Convert the lines of the entries below into a JSON list of strings, one string per line and no blank lines. Start at the line containing "the tree foliage" and end at the last line of the entries, including both.
[start]
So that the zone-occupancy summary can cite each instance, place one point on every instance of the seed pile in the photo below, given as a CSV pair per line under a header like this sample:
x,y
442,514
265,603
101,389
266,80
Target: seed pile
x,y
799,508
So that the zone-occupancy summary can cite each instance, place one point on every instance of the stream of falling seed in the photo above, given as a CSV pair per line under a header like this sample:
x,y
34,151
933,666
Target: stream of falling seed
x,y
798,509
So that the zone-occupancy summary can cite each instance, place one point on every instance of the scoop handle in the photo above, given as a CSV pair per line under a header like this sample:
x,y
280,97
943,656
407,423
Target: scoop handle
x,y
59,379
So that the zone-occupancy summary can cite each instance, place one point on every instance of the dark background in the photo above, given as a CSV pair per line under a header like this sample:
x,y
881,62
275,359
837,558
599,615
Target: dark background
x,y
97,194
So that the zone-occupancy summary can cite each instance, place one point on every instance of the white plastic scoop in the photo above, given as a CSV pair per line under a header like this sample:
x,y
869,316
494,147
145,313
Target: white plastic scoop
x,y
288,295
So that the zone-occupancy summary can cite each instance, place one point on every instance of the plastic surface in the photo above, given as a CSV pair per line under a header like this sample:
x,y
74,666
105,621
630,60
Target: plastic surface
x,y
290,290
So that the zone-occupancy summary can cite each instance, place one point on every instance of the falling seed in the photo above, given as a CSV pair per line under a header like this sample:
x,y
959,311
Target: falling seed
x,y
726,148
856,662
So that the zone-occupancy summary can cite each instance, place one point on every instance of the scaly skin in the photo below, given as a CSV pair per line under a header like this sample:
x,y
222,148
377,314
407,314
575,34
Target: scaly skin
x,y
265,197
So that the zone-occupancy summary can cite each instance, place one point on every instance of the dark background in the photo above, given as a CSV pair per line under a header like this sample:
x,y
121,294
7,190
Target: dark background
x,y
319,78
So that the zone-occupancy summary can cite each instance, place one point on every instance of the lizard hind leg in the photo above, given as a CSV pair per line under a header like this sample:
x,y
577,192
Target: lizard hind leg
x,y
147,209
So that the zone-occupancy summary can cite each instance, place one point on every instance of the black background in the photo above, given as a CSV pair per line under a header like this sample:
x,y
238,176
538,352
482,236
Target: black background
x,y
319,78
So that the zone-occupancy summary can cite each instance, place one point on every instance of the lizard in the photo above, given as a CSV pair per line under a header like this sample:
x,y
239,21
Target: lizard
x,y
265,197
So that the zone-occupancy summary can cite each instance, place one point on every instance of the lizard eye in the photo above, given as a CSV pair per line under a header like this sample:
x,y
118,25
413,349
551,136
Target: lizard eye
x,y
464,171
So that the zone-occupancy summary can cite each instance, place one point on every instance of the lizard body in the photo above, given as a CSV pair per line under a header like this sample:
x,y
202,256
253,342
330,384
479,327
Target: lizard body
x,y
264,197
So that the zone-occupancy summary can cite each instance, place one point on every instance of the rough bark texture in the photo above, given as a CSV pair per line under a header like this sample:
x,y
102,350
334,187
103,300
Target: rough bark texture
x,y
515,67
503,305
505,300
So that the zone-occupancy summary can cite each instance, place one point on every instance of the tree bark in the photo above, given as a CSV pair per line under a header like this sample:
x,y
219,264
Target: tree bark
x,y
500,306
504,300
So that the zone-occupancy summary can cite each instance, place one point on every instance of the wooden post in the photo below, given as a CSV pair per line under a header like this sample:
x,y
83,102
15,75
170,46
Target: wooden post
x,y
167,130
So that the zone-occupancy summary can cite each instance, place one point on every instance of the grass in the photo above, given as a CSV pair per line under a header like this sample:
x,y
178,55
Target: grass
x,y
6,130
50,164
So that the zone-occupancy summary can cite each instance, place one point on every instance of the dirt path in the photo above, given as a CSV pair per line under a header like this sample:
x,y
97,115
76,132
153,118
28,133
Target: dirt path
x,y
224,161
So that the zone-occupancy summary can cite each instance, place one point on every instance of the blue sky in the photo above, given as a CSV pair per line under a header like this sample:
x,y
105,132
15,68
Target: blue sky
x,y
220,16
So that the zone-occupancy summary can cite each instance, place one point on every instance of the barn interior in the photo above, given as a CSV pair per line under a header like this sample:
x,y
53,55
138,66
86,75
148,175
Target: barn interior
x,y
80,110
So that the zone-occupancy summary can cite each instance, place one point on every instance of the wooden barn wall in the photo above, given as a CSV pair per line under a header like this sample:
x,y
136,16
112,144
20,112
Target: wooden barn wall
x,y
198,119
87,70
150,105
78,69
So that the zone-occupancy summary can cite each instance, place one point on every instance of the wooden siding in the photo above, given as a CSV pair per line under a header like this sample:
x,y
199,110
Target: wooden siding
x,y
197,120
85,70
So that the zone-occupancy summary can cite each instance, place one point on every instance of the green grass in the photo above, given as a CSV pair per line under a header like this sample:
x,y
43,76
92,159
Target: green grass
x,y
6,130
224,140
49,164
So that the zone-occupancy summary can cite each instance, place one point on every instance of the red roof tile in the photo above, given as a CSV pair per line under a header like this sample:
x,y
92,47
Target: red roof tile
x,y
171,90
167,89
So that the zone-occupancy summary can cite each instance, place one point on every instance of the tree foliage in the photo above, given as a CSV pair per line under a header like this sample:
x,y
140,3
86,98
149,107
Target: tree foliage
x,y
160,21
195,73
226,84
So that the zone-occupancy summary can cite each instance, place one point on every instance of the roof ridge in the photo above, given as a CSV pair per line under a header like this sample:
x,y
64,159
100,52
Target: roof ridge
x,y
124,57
[end]
Result of the exercise
[
  "So that the zone-occupancy summary can cite each instance, place one point on every instance of the tree foliage in the photo above, given as a CSV pair per line under a header like this sample:",
  "x,y",
  "140,3",
  "86,98",
  "149,107",
  "Target: tree foliage",
  "x,y",
  "160,21",
  "195,73",
  "226,84",
  "So that the zone-occupancy summary can cite each instance, place one point on every instance of the roof ridge in the photo above, given as a CSV pair per line under a header like this sample:",
  "x,y",
  "64,159",
  "100,52",
  "Target: roof ridge",
  "x,y",
  "124,57"
]